>>>

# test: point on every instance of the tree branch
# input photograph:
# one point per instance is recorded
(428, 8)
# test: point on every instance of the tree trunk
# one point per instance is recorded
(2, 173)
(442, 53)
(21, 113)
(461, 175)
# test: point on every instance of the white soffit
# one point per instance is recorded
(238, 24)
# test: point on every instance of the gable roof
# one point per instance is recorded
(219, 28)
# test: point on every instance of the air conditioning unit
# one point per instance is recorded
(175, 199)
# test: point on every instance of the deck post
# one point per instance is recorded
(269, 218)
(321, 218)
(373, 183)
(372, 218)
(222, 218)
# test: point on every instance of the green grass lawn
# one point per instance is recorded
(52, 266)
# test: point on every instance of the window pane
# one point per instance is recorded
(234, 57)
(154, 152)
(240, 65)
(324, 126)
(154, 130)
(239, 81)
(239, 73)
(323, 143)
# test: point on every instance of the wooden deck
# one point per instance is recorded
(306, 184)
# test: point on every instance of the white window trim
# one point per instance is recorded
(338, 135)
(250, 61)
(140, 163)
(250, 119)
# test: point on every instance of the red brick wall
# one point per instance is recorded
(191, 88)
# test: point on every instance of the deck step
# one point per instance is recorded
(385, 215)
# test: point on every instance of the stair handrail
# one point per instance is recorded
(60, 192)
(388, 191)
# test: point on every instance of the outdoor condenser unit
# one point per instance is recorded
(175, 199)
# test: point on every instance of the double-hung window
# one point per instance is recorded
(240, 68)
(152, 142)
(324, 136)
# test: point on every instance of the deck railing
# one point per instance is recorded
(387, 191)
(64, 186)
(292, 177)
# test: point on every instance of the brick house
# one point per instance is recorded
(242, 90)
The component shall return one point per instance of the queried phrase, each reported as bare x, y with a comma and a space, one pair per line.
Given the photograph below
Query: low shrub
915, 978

<<<

EXERCISE AIM -
Give back all the records above exactly. Keep every word.

ANSWER TO THIS TASK -
# test: point on every instance of the tree branch
# input photograph:
# one point per instance is recorded
(428, 8)
# test: point on every instance of the tree trunk
# one point per instance is recorded
(2, 173)
(442, 53)
(21, 113)
(461, 175)
# test: point on every instance of the white soffit
# one point per instance is recorded
(238, 24)
# test: point on every instance of the gable roof
# one point per instance is recorded
(219, 28)
# test: point on every instance of the air conditioning unit
# one point per instance is recorded
(175, 199)
# test: point on every instance of the deck post
# one point per instance is recorded
(269, 218)
(321, 218)
(373, 183)
(372, 218)
(222, 218)
# test: point on every instance of the green grass lawn
# one point per instance is recorded
(52, 266)
# test: point on every instance of the window pane
# one point per instance is recorded
(234, 57)
(154, 152)
(240, 65)
(324, 126)
(154, 130)
(239, 81)
(239, 73)
(323, 143)
# test: point on every instance of the wooden deck
# one point per instance is recorded
(306, 184)
# test: point on every instance of the white window trim
# one point per instance is recorded
(338, 135)
(250, 61)
(140, 163)
(250, 119)
# test: point on every instance of the red brick wall
# one point per instance is recorded
(191, 88)
# test: point on every instance of the deck step
# one point per instance is recorded
(385, 215)
# test: point on every instance of the stair handrail
# one point per instance is recorded
(60, 192)
(388, 191)
# test: point on every instance of the outdoor condenser unit
# one point per instance is recorded
(175, 199)
# test: point on every instance of the double-hung window
# one point per instance is recorded
(240, 68)
(152, 142)
(324, 136)
# test: point on every instance of the deck railing
# one point per instance is recorded
(387, 191)
(64, 186)
(292, 177)
# test: point on every instance of the brick house
# one point per instance is recorded
(242, 90)
The component shall return one point per instance of the queried phrase, each reported as bare x, y with a comma and a space, one pair per line.
Given the photograph below
Query: low shrub
915, 978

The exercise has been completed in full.